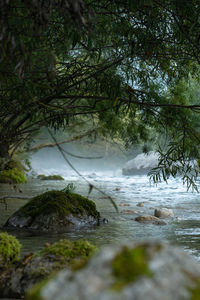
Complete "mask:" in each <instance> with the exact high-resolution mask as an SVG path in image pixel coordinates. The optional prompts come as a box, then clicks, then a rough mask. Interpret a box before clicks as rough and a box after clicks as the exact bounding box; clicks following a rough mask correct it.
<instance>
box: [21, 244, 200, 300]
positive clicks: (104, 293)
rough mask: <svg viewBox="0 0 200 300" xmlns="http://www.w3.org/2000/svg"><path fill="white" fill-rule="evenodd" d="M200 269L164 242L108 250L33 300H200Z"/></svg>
mask: <svg viewBox="0 0 200 300" xmlns="http://www.w3.org/2000/svg"><path fill="white" fill-rule="evenodd" d="M199 294H200V265H199V264H198V263H197V262H196V261H195V260H194V259H193V258H192V257H191V256H190V255H189V254H187V253H186V252H185V251H183V250H181V249H180V248H178V247H174V246H170V245H168V244H164V243H161V242H143V243H135V244H129V245H124V246H116V245H115V246H110V247H107V248H105V249H102V250H101V251H100V252H99V253H98V254H97V255H96V256H94V257H92V259H91V260H90V261H89V262H88V264H87V265H86V266H85V267H84V268H83V269H80V270H79V271H77V272H73V271H71V270H69V269H68V270H62V271H60V272H59V273H57V275H56V276H55V277H54V278H51V279H50V280H49V281H48V282H44V283H42V284H41V285H40V286H37V287H35V288H34V289H33V290H32V291H30V292H29V294H28V296H27V300H33V299H37V300H71V299H77V300H81V299H87V300H94V299H95V300H102V299H109V300H121V299H123V300H133V299H137V300H144V299H148V300H156V299H163V300H172V299H173V300H183V299H184V300H189V299H190V300H191V299H195V300H196V299H199Z"/></svg>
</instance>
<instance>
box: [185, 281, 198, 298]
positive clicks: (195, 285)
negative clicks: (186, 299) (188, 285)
mask: <svg viewBox="0 0 200 300" xmlns="http://www.w3.org/2000/svg"><path fill="white" fill-rule="evenodd" d="M194 282H195V287H194V288H188V290H189V292H190V294H191V298H190V300H199V295H200V279H199V278H198V279H196V280H194Z"/></svg>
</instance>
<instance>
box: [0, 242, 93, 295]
mask: <svg viewBox="0 0 200 300" xmlns="http://www.w3.org/2000/svg"><path fill="white" fill-rule="evenodd" d="M95 251H96V247H95V246H93V245H92V244H90V243H89V242H88V241H81V240H80V241H74V242H70V241H69V240H60V241H59V242H57V243H54V244H52V245H48V246H46V247H45V248H44V249H42V250H41V251H38V252H37V253H35V254H29V255H27V256H26V257H24V258H23V259H22V260H21V261H20V262H19V263H18V265H17V266H15V268H12V269H10V268H9V269H8V270H7V271H5V270H4V272H2V273H1V272H0V295H1V297H5V298H23V297H24V294H25V293H26V292H27V290H29V289H31V288H32V287H33V285H34V284H39V286H42V285H44V284H45V283H46V282H47V281H48V278H50V277H51V276H52V274H54V273H55V272H57V271H59V270H61V269H63V268H67V269H73V268H77V266H80V264H81V265H85V264H86V263H87V261H88V259H89V258H90V257H91V256H92V255H93V254H94V253H95ZM34 291H36V289H34ZM34 299H35V292H34Z"/></svg>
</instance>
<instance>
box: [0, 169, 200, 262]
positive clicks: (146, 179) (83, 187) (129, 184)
mask: <svg viewBox="0 0 200 300" xmlns="http://www.w3.org/2000/svg"><path fill="white" fill-rule="evenodd" d="M59 171H60V174H61V175H62V176H64V178H65V181H62V182H58V181H54V182H46V181H45V182H44V181H42V182H41V181H39V180H36V179H34V180H31V181H28V183H27V184H25V185H20V189H21V190H22V193H20V192H17V191H14V190H8V186H6V185H1V189H0V191H1V196H3V195H6V194H8V193H9V194H10V195H14V194H17V195H19V196H23V197H25V196H27V197H30V196H35V195H37V194H40V193H42V192H44V191H46V190H47V189H48V190H51V189H63V188H64V187H65V186H66V185H67V184H68V183H69V182H73V183H74V184H75V185H76V192H77V193H80V194H82V195H83V196H86V197H87V195H88V185H87V184H85V183H84V182H83V181H80V179H79V178H78V177H77V176H76V175H73V174H68V175H67V176H66V174H65V172H64V171H63V172H62V170H59ZM85 176H86V178H87V179H88V180H90V181H91V182H92V183H94V184H95V185H97V186H98V187H99V188H101V189H102V190H103V191H104V192H106V193H107V194H108V195H110V196H112V197H113V199H114V200H115V202H116V203H117V204H118V207H119V211H120V212H119V213H117V212H116V211H115V210H114V208H113V206H112V205H111V204H110V202H109V201H108V200H107V199H105V198H104V197H103V196H102V194H100V193H99V192H97V191H95V190H93V191H92V193H91V194H90V196H89V198H90V199H92V200H94V201H95V203H96V205H97V209H98V210H99V211H100V213H101V215H102V217H104V218H106V219H108V220H109V222H108V224H104V225H103V226H98V227H95V228H82V229H81V230H76V229H71V230H70V231H68V232H65V233H64V234H49V233H47V234H44V233H40V232H37V233H36V232H31V231H15V230H11V231H10V233H11V234H14V235H15V236H17V237H18V238H19V240H20V241H21V243H22V244H23V247H22V254H23V255H24V254H27V253H29V252H32V251H37V250H38V249H41V248H42V247H43V245H44V243H46V242H50V243H53V242H56V241H58V240H59V239H61V238H68V239H70V240H76V239H82V238H85V239H88V240H89V241H91V242H93V243H94V244H95V245H97V246H98V247H101V246H104V245H108V244H113V243H114V244H118V243H119V241H122V242H127V241H130V240H133V241H134V240H136V241H138V240H143V239H150V240H152V239H156V240H163V241H169V242H172V243H173V244H177V245H181V246H182V247H183V248H184V249H185V250H186V251H188V252H190V253H191V254H192V255H193V256H194V257H195V258H196V259H198V260H200V244H199V238H200V229H199V228H200V210H199V195H198V194H197V193H192V192H191V191H190V192H187V191H186V187H184V186H182V182H181V181H180V180H179V179H176V180H171V181H169V184H168V185H166V184H165V183H161V184H159V185H158V186H157V187H156V186H154V185H150V184H149V180H148V178H147V177H146V176H132V177H128V176H121V175H113V174H108V173H107V174H106V173H104V174H102V173H97V174H85ZM139 202H143V203H144V206H143V207H138V206H137V204H138V203H139ZM7 203H8V210H7V211H5V209H4V206H3V204H0V205H1V210H0V222H1V226H2V224H3V223H4V222H5V221H6V219H7V218H8V216H10V215H11V214H12V213H13V212H14V211H16V210H17V208H18V207H19V206H20V205H23V204H25V200H16V201H15V200H14V199H10V200H9V199H8V200H7ZM121 203H127V204H128V205H129V206H127V207H124V206H120V204H121ZM160 207H166V208H169V209H172V210H173V211H174V218H173V219H170V220H167V225H165V226H155V225H153V224H139V223H137V222H136V221H134V220H133V219H134V217H135V216H134V215H132V214H126V213H124V212H123V211H124V210H137V211H141V212H142V213H144V214H153V208H160Z"/></svg>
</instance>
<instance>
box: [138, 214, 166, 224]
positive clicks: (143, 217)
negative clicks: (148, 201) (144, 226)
----
What are the lines above, starting at the one with "positive clicks: (195, 285)" and ending at the one with "box: [0, 169, 200, 262]"? Give them again exactly, and only them.

### SOLUTION TO THIS PROBLEM
positive clicks: (195, 285)
negative clicks: (186, 299) (188, 285)
mask: <svg viewBox="0 0 200 300" xmlns="http://www.w3.org/2000/svg"><path fill="white" fill-rule="evenodd" d="M194 282H195V287H194V288H188V290H189V292H190V294H191V298H190V300H199V295H200V279H199V278H198V279H196V280H194Z"/></svg>
</instance>
<instance>
box: [0, 242, 93, 295]
mask: <svg viewBox="0 0 200 300" xmlns="http://www.w3.org/2000/svg"><path fill="white" fill-rule="evenodd" d="M95 251H96V247H95V246H93V245H92V244H90V243H89V242H88V241H81V240H80V241H74V242H70V241H69V240H60V241H59V242H57V243H54V244H52V245H48V246H46V247H45V248H44V249H42V250H41V251H38V252H37V253H35V254H29V255H27V256H26V257H24V258H23V259H22V260H21V261H20V262H19V263H18V265H17V266H15V268H12V269H10V268H9V269H8V270H7V271H5V270H4V272H2V273H1V272H0V295H1V297H5V298H23V297H24V294H25V293H26V292H27V290H29V289H31V288H32V287H33V285H34V284H39V286H42V285H44V284H45V283H46V282H47V281H48V278H50V277H51V276H52V274H54V273H55V272H57V271H59V270H61V269H63V268H67V269H73V268H77V266H80V264H81V265H85V264H86V263H87V261H88V259H89V258H90V257H91V256H92V255H93V254H94V253H95ZM34 291H36V289H34ZM34 299H35V292H34Z"/></svg>
</instance>
<instance>
box: [0, 169, 200, 262]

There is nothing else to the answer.